This invention relates generally to internal combustion engines and particularly to the apparatus utilized in supplying the fuel/air mixture to the cylinder combustion chambers of the engine.
BACKGROUND OF THE INVENTIONThe basic internal combustion engine has proven to be a reliable, flexible and highly effective source of power in a great number of applications and industries. Internal combustion engines have been applied to very small portable applications such as handheld and equipment as well as to large commercial or industrial environments such as manufacturing facilities, power and utility companies and to a virtually endless variety of vehicles. While the design and fabrication of internal combustion engines has varied substantially over time to meet different application requirements, the basic internal combustion engine is relatively simple and direct. Internal combustion engines generally include one or more cylinders within which a piston is moved in a reciprocating motion profile under the direct drive of a connecting rod and crankshaft. The crankshaft is rotationally supported by the engine block and provides eccentric couplings for the piston connecting rods. A system of valves controls the introduction of a fuel/air mixture into the combustion chambers of the cylinders and a source of ignition, such as a spark plug or the like, ignites the compressed fuel/air mixture and the fuel burns driving the piston through its power stroke. The power stroke of the piston causes rotation of the crankshaft and rotational power, or torque is produced.

- [TASK BRIEF]: In the engine passage, what ignites the compressed fuel/air mixture? These items have no connection to the engine passage.

- [INFORMATION SUPPLIED]:
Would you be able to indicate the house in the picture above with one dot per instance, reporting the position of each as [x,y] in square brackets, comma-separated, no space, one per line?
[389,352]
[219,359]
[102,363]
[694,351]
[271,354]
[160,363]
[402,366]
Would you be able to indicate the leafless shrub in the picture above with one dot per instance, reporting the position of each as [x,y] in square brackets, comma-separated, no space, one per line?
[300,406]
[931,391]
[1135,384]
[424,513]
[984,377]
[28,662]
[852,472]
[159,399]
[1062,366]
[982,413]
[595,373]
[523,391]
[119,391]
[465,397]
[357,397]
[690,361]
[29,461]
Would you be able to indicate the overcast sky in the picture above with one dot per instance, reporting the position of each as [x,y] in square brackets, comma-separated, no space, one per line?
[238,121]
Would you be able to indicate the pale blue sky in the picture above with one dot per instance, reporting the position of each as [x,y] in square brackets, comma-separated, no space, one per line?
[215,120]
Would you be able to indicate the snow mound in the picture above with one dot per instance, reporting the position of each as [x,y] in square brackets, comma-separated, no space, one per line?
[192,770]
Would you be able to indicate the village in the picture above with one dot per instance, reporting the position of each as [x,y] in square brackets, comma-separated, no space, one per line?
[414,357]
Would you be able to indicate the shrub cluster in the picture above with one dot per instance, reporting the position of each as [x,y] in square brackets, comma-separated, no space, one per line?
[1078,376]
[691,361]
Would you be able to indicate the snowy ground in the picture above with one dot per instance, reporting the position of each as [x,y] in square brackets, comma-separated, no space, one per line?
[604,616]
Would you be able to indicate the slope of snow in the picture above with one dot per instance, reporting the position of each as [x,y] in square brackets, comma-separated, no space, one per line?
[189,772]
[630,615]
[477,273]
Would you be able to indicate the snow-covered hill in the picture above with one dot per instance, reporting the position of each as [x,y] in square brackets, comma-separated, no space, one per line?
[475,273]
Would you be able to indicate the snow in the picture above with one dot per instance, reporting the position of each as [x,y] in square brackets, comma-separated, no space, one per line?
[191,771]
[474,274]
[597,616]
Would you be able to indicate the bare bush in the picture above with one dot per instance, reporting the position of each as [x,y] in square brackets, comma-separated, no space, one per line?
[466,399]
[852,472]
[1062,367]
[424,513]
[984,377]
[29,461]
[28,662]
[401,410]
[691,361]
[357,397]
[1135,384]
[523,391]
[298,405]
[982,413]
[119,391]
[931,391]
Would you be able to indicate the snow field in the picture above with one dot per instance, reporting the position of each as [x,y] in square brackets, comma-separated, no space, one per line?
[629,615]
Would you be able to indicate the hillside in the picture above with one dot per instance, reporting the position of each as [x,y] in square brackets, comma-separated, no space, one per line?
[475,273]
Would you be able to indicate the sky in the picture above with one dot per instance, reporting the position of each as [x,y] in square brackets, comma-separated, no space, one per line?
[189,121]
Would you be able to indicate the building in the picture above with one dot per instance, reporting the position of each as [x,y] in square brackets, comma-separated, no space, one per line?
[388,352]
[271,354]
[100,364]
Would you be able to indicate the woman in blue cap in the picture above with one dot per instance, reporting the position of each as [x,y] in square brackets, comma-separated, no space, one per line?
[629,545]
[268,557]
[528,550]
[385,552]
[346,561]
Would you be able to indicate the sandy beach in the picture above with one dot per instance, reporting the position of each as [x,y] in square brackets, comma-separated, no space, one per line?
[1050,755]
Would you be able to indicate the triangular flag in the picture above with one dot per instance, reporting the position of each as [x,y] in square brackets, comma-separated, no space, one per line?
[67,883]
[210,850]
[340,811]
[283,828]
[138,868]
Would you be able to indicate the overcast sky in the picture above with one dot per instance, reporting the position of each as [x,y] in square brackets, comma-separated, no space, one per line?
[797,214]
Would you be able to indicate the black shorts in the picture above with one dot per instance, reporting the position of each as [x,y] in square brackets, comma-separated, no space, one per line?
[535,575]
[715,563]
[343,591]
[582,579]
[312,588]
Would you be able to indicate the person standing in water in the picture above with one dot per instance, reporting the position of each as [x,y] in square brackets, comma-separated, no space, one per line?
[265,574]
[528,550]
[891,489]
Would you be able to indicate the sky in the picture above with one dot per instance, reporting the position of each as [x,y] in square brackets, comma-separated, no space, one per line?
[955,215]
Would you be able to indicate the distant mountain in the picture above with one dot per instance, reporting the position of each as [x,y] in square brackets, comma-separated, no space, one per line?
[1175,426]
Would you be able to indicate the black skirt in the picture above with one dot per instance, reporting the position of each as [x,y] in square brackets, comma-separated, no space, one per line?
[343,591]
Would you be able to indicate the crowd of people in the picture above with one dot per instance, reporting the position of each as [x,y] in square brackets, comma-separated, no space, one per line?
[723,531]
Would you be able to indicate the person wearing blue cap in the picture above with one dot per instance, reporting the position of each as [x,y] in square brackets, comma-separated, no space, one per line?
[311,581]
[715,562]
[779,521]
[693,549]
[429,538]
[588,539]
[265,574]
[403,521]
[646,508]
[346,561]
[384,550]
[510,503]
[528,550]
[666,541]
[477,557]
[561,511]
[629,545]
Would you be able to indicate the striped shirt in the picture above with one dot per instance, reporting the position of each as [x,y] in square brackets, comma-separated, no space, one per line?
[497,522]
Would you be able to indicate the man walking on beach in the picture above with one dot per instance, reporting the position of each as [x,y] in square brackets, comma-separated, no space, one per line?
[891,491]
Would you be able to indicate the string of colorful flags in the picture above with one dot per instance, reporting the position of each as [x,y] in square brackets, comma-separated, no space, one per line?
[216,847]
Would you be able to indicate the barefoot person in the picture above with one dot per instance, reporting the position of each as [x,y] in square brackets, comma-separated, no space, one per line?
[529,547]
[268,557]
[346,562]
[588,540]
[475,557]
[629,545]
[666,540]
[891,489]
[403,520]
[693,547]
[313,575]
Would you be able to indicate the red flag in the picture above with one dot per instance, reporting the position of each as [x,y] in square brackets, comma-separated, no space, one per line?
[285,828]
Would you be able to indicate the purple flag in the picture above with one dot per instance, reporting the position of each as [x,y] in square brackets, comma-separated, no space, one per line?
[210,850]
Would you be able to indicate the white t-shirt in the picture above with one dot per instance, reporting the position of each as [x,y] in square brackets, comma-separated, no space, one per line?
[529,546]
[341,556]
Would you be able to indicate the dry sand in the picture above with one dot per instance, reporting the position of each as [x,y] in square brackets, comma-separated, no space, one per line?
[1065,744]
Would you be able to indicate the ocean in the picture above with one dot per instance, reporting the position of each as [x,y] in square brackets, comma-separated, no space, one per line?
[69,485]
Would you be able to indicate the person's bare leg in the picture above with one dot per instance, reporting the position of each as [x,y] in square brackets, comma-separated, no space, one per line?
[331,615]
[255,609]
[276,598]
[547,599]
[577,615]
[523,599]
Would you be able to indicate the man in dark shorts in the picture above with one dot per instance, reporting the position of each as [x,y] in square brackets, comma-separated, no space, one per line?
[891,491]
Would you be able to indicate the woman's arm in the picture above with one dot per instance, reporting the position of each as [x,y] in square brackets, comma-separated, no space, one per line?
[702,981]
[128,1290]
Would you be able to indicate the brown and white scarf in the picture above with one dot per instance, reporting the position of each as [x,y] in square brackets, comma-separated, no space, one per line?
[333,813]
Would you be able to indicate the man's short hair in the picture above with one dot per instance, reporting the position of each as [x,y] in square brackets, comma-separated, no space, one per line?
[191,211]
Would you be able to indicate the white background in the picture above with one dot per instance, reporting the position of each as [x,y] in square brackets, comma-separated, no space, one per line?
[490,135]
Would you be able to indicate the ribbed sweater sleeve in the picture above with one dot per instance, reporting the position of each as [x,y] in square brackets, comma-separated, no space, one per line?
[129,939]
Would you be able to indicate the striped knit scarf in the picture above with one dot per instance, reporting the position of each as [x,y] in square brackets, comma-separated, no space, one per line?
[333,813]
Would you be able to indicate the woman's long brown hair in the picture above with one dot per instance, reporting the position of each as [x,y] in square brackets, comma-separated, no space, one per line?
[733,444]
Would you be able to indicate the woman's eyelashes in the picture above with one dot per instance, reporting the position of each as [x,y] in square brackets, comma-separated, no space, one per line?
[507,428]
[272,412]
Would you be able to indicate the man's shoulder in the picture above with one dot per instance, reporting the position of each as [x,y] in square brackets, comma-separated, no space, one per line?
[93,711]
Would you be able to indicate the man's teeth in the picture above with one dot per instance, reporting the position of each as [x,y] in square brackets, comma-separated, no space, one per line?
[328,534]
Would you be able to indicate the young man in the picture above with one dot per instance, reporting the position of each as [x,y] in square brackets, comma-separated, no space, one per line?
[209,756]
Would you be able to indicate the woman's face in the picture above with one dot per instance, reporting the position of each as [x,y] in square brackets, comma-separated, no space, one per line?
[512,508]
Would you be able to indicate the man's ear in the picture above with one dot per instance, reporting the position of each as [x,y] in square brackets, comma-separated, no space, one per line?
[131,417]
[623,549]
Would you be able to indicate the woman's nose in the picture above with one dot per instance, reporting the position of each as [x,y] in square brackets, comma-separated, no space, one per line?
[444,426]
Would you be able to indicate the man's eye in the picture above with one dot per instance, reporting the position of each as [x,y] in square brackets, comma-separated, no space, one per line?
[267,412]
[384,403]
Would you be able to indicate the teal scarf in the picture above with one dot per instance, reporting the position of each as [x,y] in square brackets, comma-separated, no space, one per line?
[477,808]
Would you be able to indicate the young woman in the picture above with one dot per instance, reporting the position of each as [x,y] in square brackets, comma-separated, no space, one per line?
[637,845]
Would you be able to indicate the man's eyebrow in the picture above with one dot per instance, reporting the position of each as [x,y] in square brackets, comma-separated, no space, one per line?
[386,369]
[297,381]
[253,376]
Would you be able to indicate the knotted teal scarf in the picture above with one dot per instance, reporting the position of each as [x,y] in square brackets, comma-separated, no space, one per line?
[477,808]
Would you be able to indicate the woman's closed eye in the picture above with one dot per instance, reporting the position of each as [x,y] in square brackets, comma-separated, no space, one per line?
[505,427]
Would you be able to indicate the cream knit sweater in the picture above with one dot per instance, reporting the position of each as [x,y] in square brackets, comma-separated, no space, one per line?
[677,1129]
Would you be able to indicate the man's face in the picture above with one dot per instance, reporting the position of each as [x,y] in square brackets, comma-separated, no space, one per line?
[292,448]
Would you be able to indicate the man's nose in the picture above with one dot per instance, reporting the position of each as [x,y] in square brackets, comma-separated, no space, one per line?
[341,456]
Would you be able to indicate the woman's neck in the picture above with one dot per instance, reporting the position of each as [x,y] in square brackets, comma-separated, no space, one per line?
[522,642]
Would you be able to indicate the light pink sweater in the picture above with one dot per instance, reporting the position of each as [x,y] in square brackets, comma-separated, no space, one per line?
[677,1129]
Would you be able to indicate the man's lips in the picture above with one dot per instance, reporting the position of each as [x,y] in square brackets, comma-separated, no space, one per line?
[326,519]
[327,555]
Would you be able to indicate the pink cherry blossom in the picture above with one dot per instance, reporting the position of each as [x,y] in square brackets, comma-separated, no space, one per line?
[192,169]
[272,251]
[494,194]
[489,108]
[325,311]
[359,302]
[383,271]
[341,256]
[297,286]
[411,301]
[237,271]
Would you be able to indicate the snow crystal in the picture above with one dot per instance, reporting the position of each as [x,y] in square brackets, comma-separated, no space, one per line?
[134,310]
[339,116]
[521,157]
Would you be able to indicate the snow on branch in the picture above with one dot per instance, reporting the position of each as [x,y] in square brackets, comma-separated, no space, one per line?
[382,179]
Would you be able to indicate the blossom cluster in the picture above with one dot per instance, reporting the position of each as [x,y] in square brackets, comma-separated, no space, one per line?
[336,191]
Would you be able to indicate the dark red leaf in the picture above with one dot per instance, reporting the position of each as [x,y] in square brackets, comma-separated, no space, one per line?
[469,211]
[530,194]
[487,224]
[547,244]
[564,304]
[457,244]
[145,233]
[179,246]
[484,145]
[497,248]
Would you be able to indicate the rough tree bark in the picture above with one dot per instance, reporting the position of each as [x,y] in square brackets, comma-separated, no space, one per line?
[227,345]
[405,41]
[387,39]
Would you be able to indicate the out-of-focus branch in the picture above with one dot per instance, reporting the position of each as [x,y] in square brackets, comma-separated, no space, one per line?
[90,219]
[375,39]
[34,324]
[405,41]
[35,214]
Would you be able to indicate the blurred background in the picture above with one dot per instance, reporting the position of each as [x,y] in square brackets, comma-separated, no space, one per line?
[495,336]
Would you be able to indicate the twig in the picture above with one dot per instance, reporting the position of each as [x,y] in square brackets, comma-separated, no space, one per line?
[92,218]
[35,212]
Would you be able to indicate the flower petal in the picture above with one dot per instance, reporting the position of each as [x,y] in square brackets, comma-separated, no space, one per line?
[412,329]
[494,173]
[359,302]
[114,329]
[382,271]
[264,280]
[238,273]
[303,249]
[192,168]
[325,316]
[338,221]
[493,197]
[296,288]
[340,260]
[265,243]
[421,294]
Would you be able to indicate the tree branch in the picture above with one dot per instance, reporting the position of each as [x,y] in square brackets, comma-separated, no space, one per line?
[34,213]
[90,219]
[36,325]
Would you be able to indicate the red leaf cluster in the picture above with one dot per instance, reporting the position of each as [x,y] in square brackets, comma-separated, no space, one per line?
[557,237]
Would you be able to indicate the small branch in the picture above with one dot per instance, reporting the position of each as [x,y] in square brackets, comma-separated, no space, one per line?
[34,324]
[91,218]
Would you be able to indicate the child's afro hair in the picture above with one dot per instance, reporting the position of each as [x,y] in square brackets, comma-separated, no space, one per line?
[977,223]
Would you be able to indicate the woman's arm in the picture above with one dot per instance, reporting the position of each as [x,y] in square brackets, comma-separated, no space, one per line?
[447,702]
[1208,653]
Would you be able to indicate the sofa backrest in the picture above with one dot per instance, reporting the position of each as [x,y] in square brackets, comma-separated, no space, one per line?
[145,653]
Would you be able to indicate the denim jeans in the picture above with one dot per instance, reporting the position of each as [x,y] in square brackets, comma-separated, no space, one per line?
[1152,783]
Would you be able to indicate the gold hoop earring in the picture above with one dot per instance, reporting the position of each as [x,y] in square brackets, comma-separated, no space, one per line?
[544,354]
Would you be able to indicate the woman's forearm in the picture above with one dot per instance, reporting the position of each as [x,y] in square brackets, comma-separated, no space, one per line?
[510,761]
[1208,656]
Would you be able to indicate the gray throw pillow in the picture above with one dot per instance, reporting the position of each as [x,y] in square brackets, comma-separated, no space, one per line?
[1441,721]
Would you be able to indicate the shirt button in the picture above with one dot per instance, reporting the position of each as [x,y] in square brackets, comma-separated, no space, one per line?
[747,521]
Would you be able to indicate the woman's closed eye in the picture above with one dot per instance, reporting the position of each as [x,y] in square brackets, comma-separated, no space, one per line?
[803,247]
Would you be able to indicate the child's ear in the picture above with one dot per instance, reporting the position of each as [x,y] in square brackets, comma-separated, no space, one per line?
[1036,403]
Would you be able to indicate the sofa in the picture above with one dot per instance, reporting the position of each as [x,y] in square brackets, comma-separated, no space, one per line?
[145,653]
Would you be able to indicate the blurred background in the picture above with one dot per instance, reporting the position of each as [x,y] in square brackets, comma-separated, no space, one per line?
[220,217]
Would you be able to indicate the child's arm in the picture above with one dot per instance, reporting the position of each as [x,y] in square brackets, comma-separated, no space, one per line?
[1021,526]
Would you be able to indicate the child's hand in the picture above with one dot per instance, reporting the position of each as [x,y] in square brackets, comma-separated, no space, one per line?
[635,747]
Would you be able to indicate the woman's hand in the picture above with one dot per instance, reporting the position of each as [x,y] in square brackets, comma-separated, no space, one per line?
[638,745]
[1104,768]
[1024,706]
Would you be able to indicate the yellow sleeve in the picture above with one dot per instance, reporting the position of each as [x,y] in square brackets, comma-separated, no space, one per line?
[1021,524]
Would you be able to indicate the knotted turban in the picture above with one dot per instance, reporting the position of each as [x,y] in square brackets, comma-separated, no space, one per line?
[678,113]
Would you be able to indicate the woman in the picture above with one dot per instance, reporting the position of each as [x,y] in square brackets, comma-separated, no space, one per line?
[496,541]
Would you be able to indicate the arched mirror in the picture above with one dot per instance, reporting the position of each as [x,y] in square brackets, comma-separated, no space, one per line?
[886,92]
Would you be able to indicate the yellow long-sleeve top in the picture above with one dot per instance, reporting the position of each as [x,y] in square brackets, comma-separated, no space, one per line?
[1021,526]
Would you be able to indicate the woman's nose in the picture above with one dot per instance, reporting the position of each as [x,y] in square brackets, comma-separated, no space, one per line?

- [RESULT FOR THIS EXERCISE]: A source of ignition, such as a spark plug or the like.